[Source records]
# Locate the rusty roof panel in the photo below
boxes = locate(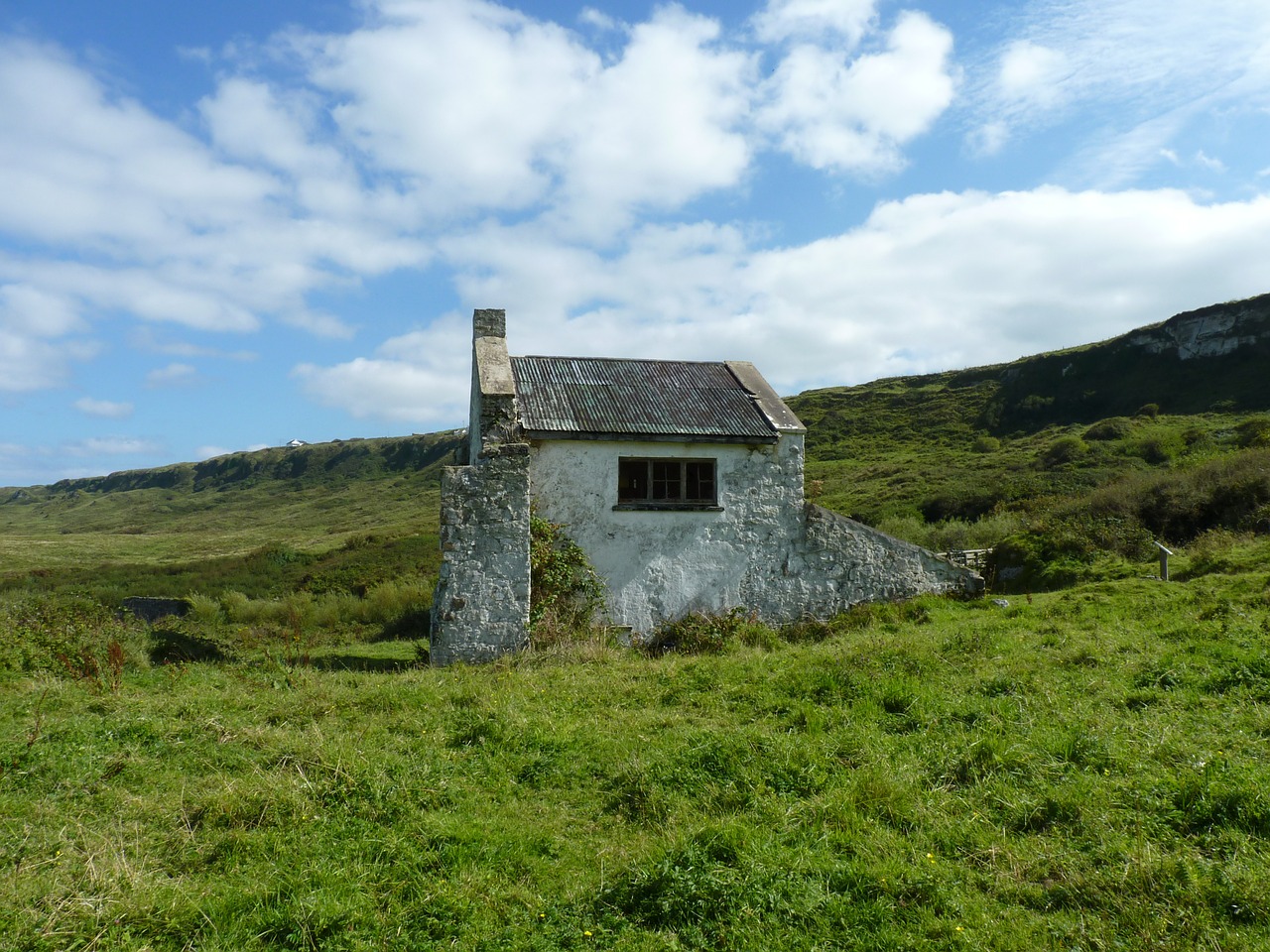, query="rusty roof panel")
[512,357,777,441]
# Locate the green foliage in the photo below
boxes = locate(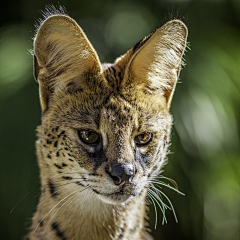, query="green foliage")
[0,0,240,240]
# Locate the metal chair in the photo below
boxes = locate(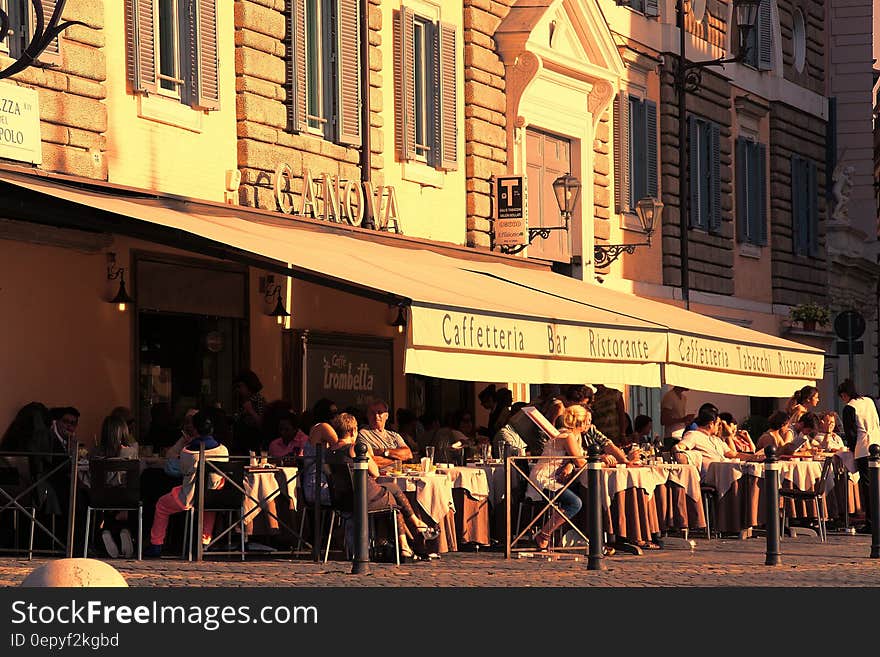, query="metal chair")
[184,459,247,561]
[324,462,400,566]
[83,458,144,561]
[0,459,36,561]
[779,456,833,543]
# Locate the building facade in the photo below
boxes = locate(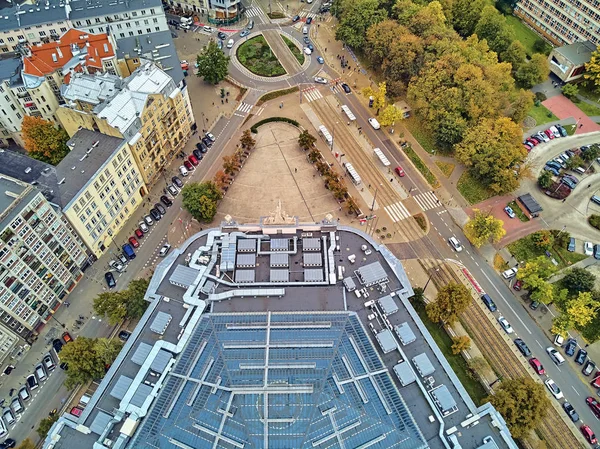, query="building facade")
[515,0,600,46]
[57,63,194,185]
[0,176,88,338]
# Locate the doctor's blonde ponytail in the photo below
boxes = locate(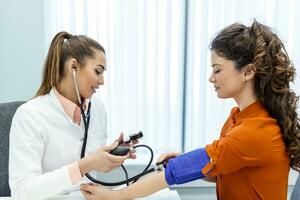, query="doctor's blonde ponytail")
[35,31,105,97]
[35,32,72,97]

DIRECTIONS FOR THIS TASK
Pick out each line of the records above that contains the string "photo", and copy those lines.

REPLY
# Locate the rusty roof panel in the photo below
# Locate the green foliage in the photo below
# Locate the metal chair in the photo below
# Locate the building facade in the photo below
# Locate the doctor's blonde ponytail in the photo below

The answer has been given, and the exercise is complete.